— Written tasks —
A: In the passage on Lahore under the late sultanates, rewrite the stretch from "Bahlul Lodi installed" through "founder of Sikhism.", swapping "battle" for "combat".
B: Reproduce every line of the entries that follow the passage, character for character.

— Extract to read —
╔══
Late Sultanates[edit]
Timur gave control of the Lahore region to Khizr Khan, governor of Multan, who later established the Sayyid dynasty in 1414 – the fourth dynasty of the Delhi Sultanate. The city was twice besieged by Jasrat, the ruler of Sialkot, during the reign of Mubarak Shah, the longest of which being in 1431–32. To combat Jasrat, the city was granted by the Sayyid dynasty to Bahlul Lodi in 1441, though Lodi would then displace the Sayyids in 1451 by establishing himself upon the throne of Delhi.
Bahlul Lodi installed his cousin, Tatar Khan, to be governor of the city, though Tatar Khan died in battle with Sikandar Lodi in 1485. Governorship of Lahore was transferred by Sikandar Lodi to Umar Khan Sarwani, who quickly left the management of this city to his son Said Khan Sarwani. Said Khan was removed from power in 1500 by Sikandar Lodi, and Lahore came under the governorship of Daulat Khan Lodi, son of Tatar Khan and former employer of Guru Nanak, the founder of Sikhism.
╚══
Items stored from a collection
╔══
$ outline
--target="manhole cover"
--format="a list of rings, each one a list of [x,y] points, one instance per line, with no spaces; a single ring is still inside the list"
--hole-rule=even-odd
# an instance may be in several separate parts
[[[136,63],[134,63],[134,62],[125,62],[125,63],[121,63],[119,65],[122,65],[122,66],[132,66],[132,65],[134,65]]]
╚══
— Per-task outputs —
A:
Bahlul Lodi installed his cousin, Tatar Khan, to be governor of the city, though Tatar Khan died in combat with Sikandar Lodi in 1485. Governorship of Lahore was transferred by Sikandar Lodi to Umar Khan Sarwani, who quickly left the management of this city to his son Said Khan Sarwani. Said Khan was removed from power in 1500 by Sikandar Lodi, and Lahore came under the governorship of Daulat Khan Lodi, son of Tatar Khan and former employer of Guru Nanak, the founder of Sikhism.

B:
$ outline
--target="manhole cover"
--format="a list of rings, each one a list of [x,y] points, one instance per line, with no spaces; a single ring is still inside the list"
--hole-rule=even-odd
# an instance may be in several separate parts
[[[136,63],[134,63],[134,62],[125,62],[125,63],[121,63],[119,65],[122,65],[122,66],[132,66],[132,65],[134,65]]]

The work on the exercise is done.